--- Document excerpt ---
------------------------------------------------

I’m scheduling this ahead of time, but assuming all goes according to plan, today is the day I get married to one of the greatest men I’ve ever known. The next couple weekends will also involve filler posts, likely photos of Hawaiian beaches and drinks with umbrellas in them. I’ll see you all at the end of June, when I’ll resume my regular blogging routine! You can follow our travels on Instagram and my Snapchat (wren_1985) as well.
When I was an actor at Scarborough Renaissance Festival, we would make ‘What I Learned’ or WIL posts on the Mondays after Faire weekends, to sort of recap our experiences and share our growth and knowledge from the weekend. I’m going to do that here, but instead of Faire, I’m going to enumerate what I learned planning a wedding – my wedding, actually, which is kicking off June 11th, 2016. I’ve been planning this thing for the past year-and-change, and hoo boy, has it been a learning experience. If you’re planning a wedding, in a wedding, or attending a wedding, I think you can benefit from my experience.

------------------------------------------------

[Entries for pointing and labeling]
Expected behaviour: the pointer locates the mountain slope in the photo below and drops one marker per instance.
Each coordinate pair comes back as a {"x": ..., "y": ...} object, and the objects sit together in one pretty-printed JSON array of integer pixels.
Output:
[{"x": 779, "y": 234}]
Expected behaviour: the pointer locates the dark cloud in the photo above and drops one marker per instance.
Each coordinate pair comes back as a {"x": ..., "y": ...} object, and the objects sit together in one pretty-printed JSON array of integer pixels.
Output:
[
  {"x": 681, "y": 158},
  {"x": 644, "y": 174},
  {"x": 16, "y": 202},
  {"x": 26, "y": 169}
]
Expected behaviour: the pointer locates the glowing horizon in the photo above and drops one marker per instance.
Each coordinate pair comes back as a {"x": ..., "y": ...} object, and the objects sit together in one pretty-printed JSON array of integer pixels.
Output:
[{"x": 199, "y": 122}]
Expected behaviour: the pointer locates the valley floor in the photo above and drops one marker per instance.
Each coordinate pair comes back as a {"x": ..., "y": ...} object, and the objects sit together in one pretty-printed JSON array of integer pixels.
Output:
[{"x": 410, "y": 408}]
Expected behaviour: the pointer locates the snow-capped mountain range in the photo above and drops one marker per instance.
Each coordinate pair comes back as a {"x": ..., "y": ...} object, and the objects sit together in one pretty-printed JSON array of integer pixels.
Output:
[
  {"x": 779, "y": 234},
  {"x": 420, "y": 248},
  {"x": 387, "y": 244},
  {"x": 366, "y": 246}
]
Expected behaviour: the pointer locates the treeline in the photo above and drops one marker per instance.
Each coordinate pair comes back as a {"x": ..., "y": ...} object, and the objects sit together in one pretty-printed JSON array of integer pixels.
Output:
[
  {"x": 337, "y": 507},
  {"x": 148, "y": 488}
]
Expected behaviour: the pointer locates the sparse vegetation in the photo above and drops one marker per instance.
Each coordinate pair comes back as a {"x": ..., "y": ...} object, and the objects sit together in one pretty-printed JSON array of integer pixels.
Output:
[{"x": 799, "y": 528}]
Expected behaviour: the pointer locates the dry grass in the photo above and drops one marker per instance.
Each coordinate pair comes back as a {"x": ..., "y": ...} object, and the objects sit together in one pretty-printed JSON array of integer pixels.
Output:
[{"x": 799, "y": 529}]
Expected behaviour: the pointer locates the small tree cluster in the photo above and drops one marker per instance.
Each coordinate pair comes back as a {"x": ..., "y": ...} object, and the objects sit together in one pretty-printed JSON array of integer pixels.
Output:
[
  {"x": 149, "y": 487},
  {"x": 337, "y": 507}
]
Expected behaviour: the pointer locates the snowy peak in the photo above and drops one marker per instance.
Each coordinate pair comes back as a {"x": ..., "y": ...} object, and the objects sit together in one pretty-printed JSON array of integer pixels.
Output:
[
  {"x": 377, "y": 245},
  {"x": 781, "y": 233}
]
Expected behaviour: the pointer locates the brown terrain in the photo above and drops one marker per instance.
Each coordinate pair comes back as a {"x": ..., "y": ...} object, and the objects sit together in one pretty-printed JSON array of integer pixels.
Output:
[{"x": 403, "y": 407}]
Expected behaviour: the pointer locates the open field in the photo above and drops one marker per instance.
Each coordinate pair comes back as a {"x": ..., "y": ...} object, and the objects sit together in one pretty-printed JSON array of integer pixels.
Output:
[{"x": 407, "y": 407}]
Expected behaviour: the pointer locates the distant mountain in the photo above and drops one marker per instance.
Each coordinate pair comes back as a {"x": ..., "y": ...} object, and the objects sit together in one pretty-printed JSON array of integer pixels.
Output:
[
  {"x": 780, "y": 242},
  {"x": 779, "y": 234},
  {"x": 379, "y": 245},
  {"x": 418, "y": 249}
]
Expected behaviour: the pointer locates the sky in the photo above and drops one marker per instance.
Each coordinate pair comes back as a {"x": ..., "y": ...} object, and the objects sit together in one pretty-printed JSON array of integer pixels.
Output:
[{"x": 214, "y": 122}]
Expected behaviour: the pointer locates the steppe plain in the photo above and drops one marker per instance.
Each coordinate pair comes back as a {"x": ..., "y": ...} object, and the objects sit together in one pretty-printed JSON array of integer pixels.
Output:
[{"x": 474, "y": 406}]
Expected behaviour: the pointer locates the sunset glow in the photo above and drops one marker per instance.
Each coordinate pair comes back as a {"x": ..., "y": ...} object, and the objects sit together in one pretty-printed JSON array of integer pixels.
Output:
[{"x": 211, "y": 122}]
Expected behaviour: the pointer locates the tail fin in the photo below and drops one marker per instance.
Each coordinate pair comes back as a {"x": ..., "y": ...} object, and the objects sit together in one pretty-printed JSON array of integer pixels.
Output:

------------------------------------------------

--- Problems to work on ---
1. Repeat the part of the wedding blog post starting with "When I was an" and going on through "from my experience.".
2. Please carry on the wedding blog post from the point where it stops.
The entries have no connection to the wedding blog post.

--- Responses ---
1.
When I was an actor at Scarborough Renaissance Festival, we would make ‘What I Learned’ or WIL posts on the Mondays after Faire weekends, to sort of recap our experiences and share our growth and knowledge from the weekend. I’m going to do that here, but instead of Faire, I’m going to enumerate what I learned planning a wedding – my wedding, actually, which is kicking off June 11th, 2016. I’ve been planning this thing for the past year-and-change, and hoo boy, has it been a learning experience. If you’re planning a wedding, in a wedding, or attending a wedding, I think you can benefit from my experience.

2.
- You HAVE TO get your venue sorted out first. Like, it’s not optional – everything else depends on where the wedding will be. We saved a ton by having it at the church where we’re members, so our ‘venue fee’ consists of a donation to the church. The other venue spaces we checked out ran from $4,000 to $6,000, not counting the fact that we would be required to use their caterers, DJ, and servers/bartenders, AND we’d have to rent tables, chairs, and linens from the venue itself, meaning no shopping around or negotiating the price. I’m glad we went with the church, and the reception is going to be in the Parish Hall, which already has tables and chairs. Saves a bundle right there.
- There’s no such thing as ‘requirements’ for a wedding. Seriously, if you’re married by the end, don’t let anybody tell you that you ‘have to’ do whatever – you don’t ‘have to’ do anything you don’t want to do. We decided that dealing with caterers and bartenders and music was going to stress us both out, so you know what we did? We skipped it. We’re having cake and champagne after the reception, and then we’re all going to clean up and go rest. I can’t tell you how much that thrills me.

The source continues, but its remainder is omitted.